Problem details
Return the data below unchanged. Drop any pictures.

Information supplied

• • • • • • •

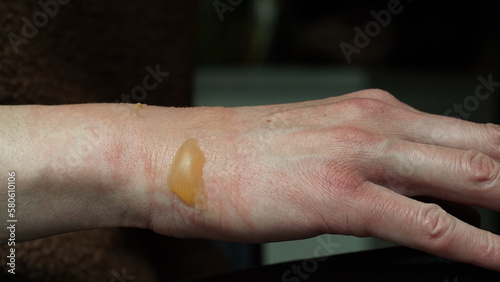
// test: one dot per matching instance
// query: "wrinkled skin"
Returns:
(345, 165)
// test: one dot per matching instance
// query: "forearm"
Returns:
(106, 165)
(72, 167)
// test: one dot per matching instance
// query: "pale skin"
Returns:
(343, 165)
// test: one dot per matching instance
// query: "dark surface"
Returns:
(392, 264)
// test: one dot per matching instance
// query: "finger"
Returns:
(468, 177)
(379, 95)
(453, 133)
(427, 227)
(467, 214)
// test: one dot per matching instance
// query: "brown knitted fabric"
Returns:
(95, 51)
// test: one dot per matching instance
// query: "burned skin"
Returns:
(185, 178)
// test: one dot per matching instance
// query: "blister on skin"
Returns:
(185, 178)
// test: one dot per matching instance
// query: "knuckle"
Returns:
(351, 136)
(493, 135)
(380, 94)
(481, 171)
(362, 106)
(436, 225)
(491, 249)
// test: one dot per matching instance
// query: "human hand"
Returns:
(344, 165)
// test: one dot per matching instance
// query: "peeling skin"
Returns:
(185, 178)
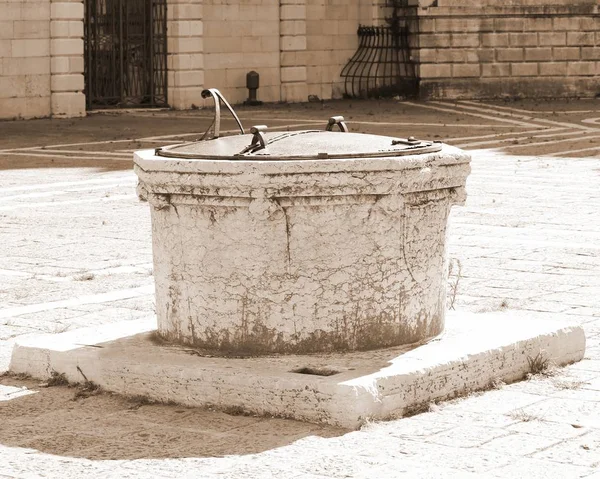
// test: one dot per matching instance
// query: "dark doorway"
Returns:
(125, 53)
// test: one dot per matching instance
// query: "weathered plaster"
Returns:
(301, 256)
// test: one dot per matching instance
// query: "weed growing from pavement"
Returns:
(567, 385)
(524, 416)
(454, 265)
(57, 379)
(84, 277)
(540, 364)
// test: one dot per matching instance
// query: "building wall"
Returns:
(24, 58)
(511, 51)
(331, 42)
(240, 36)
(41, 58)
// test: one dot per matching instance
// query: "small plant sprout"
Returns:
(523, 416)
(454, 276)
(540, 364)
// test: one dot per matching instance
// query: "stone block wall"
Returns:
(239, 36)
(331, 42)
(511, 51)
(66, 64)
(41, 58)
(185, 53)
(24, 58)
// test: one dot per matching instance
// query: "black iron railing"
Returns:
(125, 53)
(382, 65)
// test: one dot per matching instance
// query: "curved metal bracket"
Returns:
(339, 121)
(216, 124)
(258, 140)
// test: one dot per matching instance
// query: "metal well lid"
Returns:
(261, 145)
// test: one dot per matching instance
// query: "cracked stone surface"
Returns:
(527, 240)
(301, 256)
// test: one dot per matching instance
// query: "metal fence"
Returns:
(381, 65)
(125, 53)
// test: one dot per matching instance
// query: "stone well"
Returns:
(299, 242)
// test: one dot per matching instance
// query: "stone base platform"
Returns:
(340, 389)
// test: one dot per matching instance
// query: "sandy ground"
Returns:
(75, 251)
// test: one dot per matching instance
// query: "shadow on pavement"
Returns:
(105, 426)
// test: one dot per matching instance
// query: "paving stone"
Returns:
(515, 239)
(536, 469)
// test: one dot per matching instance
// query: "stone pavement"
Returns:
(75, 251)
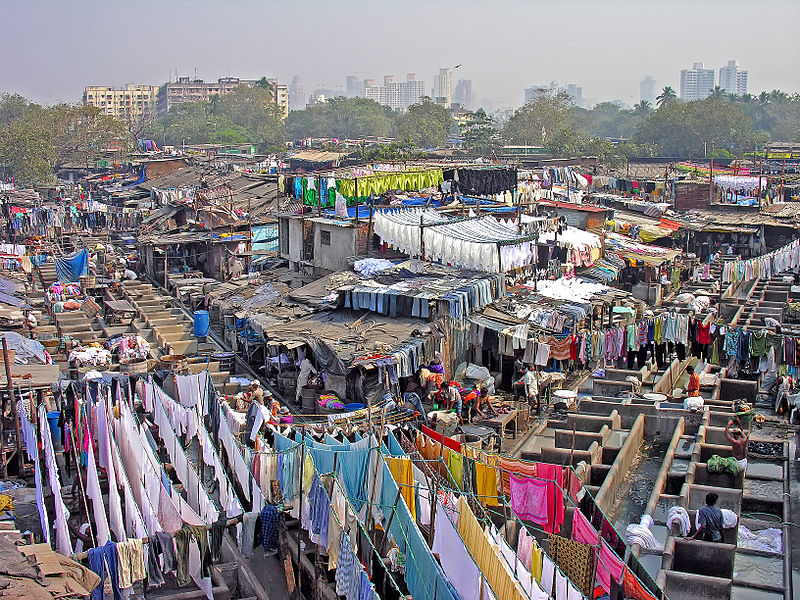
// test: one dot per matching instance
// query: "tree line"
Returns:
(35, 140)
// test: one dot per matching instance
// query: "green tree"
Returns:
(479, 133)
(643, 109)
(12, 107)
(251, 110)
(545, 116)
(666, 96)
(341, 118)
(697, 128)
(425, 124)
(37, 140)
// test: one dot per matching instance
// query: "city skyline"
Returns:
(62, 70)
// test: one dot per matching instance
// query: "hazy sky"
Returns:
(51, 49)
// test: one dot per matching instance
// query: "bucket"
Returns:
(201, 323)
(52, 420)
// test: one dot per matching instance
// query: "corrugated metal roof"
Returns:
(784, 210)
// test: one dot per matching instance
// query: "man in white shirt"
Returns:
(306, 369)
(531, 383)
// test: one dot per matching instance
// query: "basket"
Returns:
(172, 362)
(133, 366)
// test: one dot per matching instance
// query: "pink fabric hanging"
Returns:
(529, 499)
(582, 530)
(609, 566)
(554, 475)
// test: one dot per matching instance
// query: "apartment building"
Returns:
(128, 103)
(192, 90)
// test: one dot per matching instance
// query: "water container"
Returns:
(201, 323)
(55, 430)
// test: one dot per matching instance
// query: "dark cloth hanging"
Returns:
(484, 182)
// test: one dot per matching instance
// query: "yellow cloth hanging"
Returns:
(455, 462)
(403, 474)
(486, 483)
(487, 555)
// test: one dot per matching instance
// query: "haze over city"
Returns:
(503, 46)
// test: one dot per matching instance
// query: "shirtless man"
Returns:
(738, 439)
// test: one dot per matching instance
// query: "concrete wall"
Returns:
(659, 423)
(334, 256)
(737, 389)
(605, 497)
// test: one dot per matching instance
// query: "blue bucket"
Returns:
(201, 323)
(52, 420)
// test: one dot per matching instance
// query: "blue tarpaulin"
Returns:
(70, 268)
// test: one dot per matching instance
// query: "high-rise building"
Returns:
(192, 90)
(574, 91)
(535, 91)
(129, 103)
(464, 94)
(297, 95)
(414, 89)
(733, 79)
(398, 95)
(442, 92)
(647, 90)
(697, 83)
(354, 87)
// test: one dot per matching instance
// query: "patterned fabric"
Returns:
(269, 527)
(348, 579)
(576, 560)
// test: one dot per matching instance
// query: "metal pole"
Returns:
(711, 182)
(10, 386)
(319, 196)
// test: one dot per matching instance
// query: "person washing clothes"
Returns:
(531, 383)
(710, 519)
(738, 439)
(306, 369)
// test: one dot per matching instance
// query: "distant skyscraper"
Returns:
(535, 91)
(414, 89)
(442, 92)
(354, 87)
(647, 90)
(297, 96)
(574, 91)
(733, 79)
(398, 95)
(697, 83)
(464, 94)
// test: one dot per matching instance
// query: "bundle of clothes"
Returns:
(93, 355)
(128, 347)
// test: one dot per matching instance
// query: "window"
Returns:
(283, 235)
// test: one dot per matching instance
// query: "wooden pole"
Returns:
(357, 220)
(14, 408)
(385, 539)
(319, 196)
(300, 500)
(711, 182)
(369, 225)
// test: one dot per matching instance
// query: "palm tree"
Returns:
(666, 96)
(642, 109)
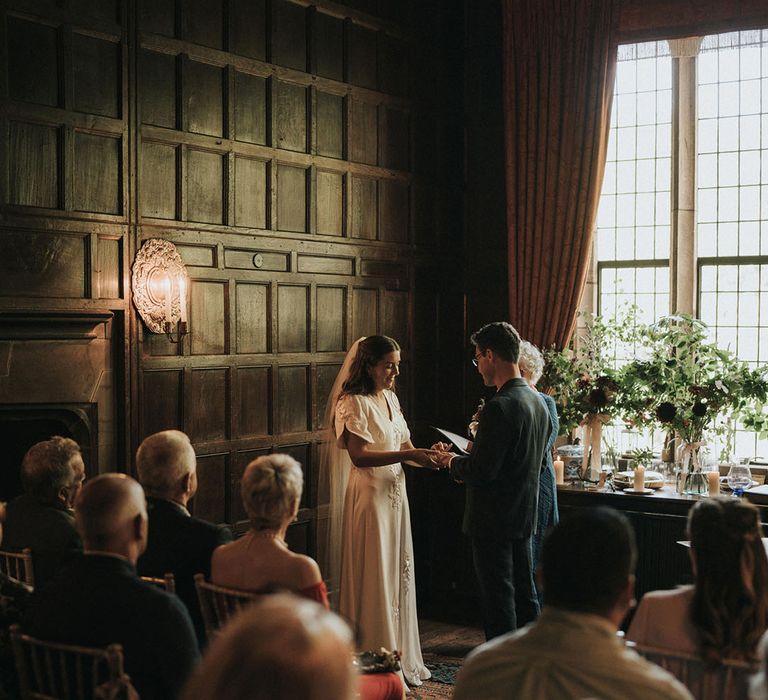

• • • • • • •

Task result
// test: one dot per matching instance
// query: "wrinkled skin"
Returns:
(345, 165)
// test: one dot per matching instance
// query: "forearm"
Returns:
(106, 165)
(72, 167)
// test: one dot per matching instance
// query: "pale skin"
Returns:
(343, 165)
// test: one dot per matching instance
// query: "dark surface"
Returns:
(392, 264)
// test: one dot per matching instance
// query: "finger"
Returns:
(468, 177)
(379, 95)
(453, 133)
(427, 227)
(467, 214)
// test: one dot per matching instance
// query: "brown knitted fabric"
Returns:
(95, 51)
// test: one dot per matching instance
// query: "burned skin"
Returns:
(185, 178)
// test: one dot per matching instance
// query: "blister on skin"
Returns:
(185, 178)
// test: one dot per matching instance
// query: "knuckle"
Returns:
(351, 136)
(493, 135)
(380, 94)
(481, 171)
(362, 106)
(436, 225)
(491, 249)
// test: one dot per matching instance
// query: "human hand"
Returns:
(344, 165)
// test: one dot per matching instance
// query: "peeling skin"
Returns:
(185, 178)
// test: one dot per matching instance
// query: "dark doorway"
Returns:
(125, 53)
// test: one dot per matching instance
// query: "weathered plaster"
Returns:
(301, 256)
// test: one dot per matching instance
// query: "weed growing from pavement"
Returns:
(567, 385)
(524, 416)
(454, 265)
(57, 379)
(84, 277)
(540, 364)
// test: one dot per matching instance
// query: "building wall"
Returns:
(24, 58)
(511, 51)
(331, 42)
(240, 36)
(41, 58)
// test: one dot per matching instance
// query: "small plant sprout"
Returns:
(523, 416)
(454, 276)
(540, 364)
// test: one dot per matching instance
// query: "stone block wall"
Returns:
(239, 36)
(331, 42)
(511, 51)
(66, 64)
(41, 58)
(185, 53)
(24, 58)
// test: one dot per matching instance
// query: "black iron railing"
Returns:
(125, 53)
(382, 65)
// test: one dot per matching instance
// query: "curved metal bracket"
Returns:
(339, 121)
(216, 124)
(258, 140)
// test: one dot per matching instance
// query: "metal well lid"
Returns:
(261, 145)
// test: one dot per matching instance
// query: "cracked stone surface"
Returns:
(527, 240)
(301, 256)
// test: one dot per matching instance
// query: "metal fence"
Returns:
(381, 65)
(125, 53)
// test: one dot per matching instance
// query: "stone well"
Returns:
(299, 242)
// test: one dot per matching instance
// query: "stone base platform"
Returns:
(340, 389)
// test: one dot per matching instance
// query: "sandy ground"
Returns:
(75, 251)
// test: one dot per matching instance
// query: "shadow on pavement"
Returns:
(105, 426)
// test: one dot per matching instance
// query: "paving stone"
Returns:
(515, 239)
(536, 469)
// test: one dot per matching instance
// query: "stone pavement"
Returns:
(75, 251)
// test: one dot per matching instance
// query: "tree line"
Returns:
(35, 140)
// test: one dot per matching instance
// query: "green tree"
Returns:
(479, 133)
(643, 109)
(12, 107)
(251, 110)
(545, 116)
(666, 96)
(341, 118)
(697, 128)
(425, 124)
(37, 140)
// test: one dot per matching instance
// query: "city skyline"
Returns:
(62, 70)
// test: one dot per matching instance
// query: "hazy sky"
Returns:
(51, 49)
// test: one dot per matching instance
// query: "bucket"
Returns:
(201, 323)
(52, 420)
// test: one dot per matching instance
// query: "corrugated metal roof"
Returns:
(784, 210)
// test: one dot per matching instance
// query: "man in white shirt"
Returns:
(306, 369)
(531, 383)
// test: one dot per matching instance
// query: "basket"
Returns:
(172, 362)
(133, 366)
// test: one dot per matching instance
// query: "pink fabric hanging"
Returns:
(529, 499)
(582, 530)
(609, 566)
(554, 475)
// test: one dot per matching instance
// query: "apartment building"
Returns:
(128, 103)
(192, 90)
// test: one dot per matching instance
// query: "water container"
Returns:
(201, 323)
(55, 430)
// test: one dot per matching instance
// query: "dark cloth hanging"
Returns:
(484, 182)
// test: one dot per matching instance
// query: "yellow cloth hanging"
Returns:
(455, 462)
(403, 474)
(486, 483)
(487, 555)
// test: one dot per matching instance
// query: "haze over city"
Returns:
(503, 46)
// test: one dot per matching instance
// query: "shirtless man"
Returns:
(738, 439)
// test: one dot per matching instance
// query: "concrete wall"
Returns:
(659, 423)
(334, 256)
(737, 389)
(605, 497)
// test: one dot per matching instance
// query: "blue bucket"
Returns:
(201, 323)
(52, 420)
// test: one dot per matching instance
// query: "blue tarpaulin"
Returns:
(70, 268)
// test: one dot per matching instance
// query: "high-rise building"
Returns:
(192, 90)
(574, 91)
(535, 91)
(129, 103)
(464, 94)
(297, 95)
(414, 89)
(733, 79)
(398, 95)
(442, 92)
(647, 90)
(697, 83)
(354, 87)
// test: one dot per matching instance
// query: "patterned fabric"
Returns:
(269, 527)
(348, 579)
(576, 560)
// test: one dot per matching instance
// query: "metal pole"
Returns:
(711, 182)
(10, 386)
(319, 196)
// test: one dot per matching instance
// query: "person washing clothes"
Returns:
(531, 383)
(710, 519)
(738, 439)
(306, 369)
// test: one dot per matching instance
// query: "distant skyscraper"
Returns:
(535, 91)
(414, 89)
(442, 92)
(354, 87)
(647, 90)
(297, 96)
(574, 91)
(733, 79)
(398, 95)
(697, 83)
(464, 94)
// test: one dot per matching instance
// query: "bundle of clothes"
Returns:
(93, 355)
(128, 347)
// test: one dot per matching instance
// query: "window"
Returns:
(283, 235)
// test: one dot per matching instance
// query: "wooden pole"
Returns:
(357, 220)
(14, 408)
(385, 539)
(319, 196)
(300, 500)
(711, 182)
(369, 225)
// test: one dot per matching instance
// query: "palm tree"
Returns:
(666, 96)
(642, 109)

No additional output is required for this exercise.